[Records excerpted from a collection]
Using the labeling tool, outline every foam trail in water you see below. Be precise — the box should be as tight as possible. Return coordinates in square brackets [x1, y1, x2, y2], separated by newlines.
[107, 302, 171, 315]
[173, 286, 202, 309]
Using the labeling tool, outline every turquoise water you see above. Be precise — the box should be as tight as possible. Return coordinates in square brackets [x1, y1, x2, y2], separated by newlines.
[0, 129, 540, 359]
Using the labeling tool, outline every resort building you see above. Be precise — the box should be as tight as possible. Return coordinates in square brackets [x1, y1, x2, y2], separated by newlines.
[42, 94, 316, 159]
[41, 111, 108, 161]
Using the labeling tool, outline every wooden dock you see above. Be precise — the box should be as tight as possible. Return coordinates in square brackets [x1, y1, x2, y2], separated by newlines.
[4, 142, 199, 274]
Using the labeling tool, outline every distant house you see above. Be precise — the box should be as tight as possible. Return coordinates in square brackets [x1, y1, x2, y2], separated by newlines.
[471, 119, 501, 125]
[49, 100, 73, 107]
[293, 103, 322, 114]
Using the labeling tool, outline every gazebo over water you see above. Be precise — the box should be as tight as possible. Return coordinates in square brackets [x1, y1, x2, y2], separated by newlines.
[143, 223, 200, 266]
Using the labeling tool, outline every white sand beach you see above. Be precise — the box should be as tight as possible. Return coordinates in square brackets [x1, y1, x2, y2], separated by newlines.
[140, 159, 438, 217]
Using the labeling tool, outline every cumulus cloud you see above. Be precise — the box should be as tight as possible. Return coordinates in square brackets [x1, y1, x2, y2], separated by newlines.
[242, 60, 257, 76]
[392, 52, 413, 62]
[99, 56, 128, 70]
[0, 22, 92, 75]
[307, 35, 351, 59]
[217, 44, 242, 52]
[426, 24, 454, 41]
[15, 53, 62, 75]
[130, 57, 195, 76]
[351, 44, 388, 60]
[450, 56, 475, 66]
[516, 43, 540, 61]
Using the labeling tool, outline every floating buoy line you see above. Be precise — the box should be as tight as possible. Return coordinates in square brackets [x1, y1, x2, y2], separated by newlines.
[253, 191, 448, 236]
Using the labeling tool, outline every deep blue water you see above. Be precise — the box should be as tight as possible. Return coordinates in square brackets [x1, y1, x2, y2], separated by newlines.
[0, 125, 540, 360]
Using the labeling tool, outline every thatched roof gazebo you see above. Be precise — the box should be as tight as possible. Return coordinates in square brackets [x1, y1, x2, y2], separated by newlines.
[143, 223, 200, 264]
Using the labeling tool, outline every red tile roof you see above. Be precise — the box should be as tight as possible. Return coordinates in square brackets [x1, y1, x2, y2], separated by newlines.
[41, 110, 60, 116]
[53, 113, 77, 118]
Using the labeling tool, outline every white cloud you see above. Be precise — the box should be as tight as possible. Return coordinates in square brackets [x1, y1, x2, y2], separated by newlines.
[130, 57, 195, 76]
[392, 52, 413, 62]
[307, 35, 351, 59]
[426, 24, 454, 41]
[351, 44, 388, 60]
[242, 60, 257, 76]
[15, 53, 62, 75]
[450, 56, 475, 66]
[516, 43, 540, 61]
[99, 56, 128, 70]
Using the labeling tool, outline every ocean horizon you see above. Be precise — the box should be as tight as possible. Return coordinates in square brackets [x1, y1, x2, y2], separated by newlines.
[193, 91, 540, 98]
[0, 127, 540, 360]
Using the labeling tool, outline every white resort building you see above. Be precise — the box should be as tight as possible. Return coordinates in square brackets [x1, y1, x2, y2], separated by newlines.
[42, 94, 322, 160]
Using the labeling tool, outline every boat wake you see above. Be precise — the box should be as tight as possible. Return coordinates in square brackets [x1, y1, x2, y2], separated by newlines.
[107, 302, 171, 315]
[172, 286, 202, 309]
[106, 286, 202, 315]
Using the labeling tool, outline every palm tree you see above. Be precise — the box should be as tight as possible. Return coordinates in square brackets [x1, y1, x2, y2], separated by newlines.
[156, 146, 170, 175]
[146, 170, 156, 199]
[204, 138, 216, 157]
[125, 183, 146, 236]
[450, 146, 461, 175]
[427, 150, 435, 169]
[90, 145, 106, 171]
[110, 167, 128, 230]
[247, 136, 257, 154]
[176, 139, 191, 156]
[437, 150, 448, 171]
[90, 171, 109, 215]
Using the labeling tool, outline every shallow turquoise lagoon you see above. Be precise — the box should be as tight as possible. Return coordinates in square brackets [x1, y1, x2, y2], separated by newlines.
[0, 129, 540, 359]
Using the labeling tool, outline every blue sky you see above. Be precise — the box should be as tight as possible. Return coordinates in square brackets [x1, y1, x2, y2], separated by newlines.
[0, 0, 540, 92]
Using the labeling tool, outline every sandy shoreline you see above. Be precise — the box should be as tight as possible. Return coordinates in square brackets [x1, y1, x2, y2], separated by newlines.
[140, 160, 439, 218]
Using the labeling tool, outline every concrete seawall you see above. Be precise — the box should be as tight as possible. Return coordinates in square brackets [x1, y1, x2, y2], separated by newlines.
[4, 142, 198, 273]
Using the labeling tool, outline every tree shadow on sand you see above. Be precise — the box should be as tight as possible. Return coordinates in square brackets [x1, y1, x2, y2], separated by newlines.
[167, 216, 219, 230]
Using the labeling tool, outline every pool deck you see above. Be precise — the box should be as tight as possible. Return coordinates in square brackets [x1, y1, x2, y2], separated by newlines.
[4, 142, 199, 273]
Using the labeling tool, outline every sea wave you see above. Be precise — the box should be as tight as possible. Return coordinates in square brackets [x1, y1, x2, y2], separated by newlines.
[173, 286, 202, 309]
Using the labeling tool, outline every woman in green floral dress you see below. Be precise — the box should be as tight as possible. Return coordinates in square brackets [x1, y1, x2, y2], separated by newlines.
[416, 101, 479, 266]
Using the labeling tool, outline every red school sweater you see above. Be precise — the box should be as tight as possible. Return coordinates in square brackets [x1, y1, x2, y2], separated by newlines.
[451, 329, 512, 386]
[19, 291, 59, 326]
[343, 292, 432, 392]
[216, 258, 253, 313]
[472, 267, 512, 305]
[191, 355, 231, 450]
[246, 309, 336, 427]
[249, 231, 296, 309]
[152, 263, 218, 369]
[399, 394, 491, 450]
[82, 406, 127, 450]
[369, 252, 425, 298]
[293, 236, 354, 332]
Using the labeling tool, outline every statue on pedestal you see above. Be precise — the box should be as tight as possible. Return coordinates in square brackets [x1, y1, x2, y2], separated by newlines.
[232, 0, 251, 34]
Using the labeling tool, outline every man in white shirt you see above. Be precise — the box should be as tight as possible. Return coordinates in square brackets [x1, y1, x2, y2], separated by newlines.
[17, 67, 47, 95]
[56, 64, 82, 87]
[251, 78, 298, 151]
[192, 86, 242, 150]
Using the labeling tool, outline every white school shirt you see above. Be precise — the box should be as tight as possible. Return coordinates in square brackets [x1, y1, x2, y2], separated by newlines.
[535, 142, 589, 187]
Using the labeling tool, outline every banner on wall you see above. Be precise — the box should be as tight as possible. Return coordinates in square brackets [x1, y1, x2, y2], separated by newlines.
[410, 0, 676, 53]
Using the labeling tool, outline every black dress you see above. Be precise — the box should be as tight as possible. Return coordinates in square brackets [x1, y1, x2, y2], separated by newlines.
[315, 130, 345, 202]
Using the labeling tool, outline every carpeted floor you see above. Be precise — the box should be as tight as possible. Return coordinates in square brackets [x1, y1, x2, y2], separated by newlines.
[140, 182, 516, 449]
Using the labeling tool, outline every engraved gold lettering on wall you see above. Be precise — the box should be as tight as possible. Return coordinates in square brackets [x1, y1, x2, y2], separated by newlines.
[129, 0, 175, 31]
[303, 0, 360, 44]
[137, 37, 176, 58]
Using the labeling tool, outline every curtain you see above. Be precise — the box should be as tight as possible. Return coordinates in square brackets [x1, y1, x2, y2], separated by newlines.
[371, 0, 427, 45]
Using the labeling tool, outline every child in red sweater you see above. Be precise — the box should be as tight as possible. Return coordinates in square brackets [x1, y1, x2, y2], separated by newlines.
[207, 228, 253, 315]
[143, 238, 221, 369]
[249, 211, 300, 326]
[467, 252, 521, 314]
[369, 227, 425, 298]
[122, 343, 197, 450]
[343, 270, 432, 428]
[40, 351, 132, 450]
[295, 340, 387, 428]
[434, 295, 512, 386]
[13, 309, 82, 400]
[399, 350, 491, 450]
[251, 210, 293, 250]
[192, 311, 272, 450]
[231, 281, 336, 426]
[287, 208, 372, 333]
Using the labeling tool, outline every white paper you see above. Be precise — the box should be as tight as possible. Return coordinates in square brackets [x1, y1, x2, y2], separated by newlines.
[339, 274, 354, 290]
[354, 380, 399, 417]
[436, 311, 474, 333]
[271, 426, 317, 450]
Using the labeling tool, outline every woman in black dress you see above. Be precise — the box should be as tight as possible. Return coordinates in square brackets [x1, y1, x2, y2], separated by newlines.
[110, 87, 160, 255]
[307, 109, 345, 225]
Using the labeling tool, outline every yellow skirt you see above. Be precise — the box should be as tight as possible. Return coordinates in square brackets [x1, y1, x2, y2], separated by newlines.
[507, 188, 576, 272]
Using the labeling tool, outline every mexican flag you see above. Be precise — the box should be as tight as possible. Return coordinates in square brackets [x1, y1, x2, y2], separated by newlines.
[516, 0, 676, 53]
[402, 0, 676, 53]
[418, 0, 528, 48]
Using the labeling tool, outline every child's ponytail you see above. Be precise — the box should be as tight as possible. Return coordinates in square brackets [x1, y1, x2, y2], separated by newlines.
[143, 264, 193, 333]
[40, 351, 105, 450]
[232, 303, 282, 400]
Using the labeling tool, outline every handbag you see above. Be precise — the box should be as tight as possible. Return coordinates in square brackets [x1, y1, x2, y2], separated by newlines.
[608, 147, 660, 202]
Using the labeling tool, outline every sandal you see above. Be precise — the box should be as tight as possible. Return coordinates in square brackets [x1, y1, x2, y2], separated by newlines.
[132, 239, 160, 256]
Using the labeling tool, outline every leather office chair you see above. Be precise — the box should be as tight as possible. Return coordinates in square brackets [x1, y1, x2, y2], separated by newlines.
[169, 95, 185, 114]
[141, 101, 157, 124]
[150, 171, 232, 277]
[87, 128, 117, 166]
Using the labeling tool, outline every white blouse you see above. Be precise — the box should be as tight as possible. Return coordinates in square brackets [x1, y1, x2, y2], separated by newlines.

YOUR INSTRUCTIONS: Every line from the one containing "Using the labeling tool, outline every handbag" through the end of the entries above must be echoed exactly, with both ends kept.

OUTPUT FOR THIS TASK:
Using the labeling tool, outline every handbag you see above. Be precise — the box should be as tight as possible. Return coordinates in square brackets [x1, y1, x2, y2], separated by newlines.
[608, 147, 660, 202]
Using the labeling tool, outline every sandal you see above. Be precise — the box should be as tight as possible. Return coordinates in square brackets [x1, y1, x2, y2], separated by newlines.
[132, 239, 160, 256]
Using the labeling tool, outline every leather office chair you see above. Be precise — the box should be as tight as possible. Return coordinates in square brackets [x1, y1, x2, y2], separated by newlines.
[169, 95, 185, 114]
[141, 101, 157, 124]
[150, 171, 232, 277]
[87, 128, 117, 166]
Using the labeling tool, outline every white blouse you see above. Be precise — the box should be as tight as possible. Return coordinates in square brackets [x1, y1, x2, y2], separated by newlines.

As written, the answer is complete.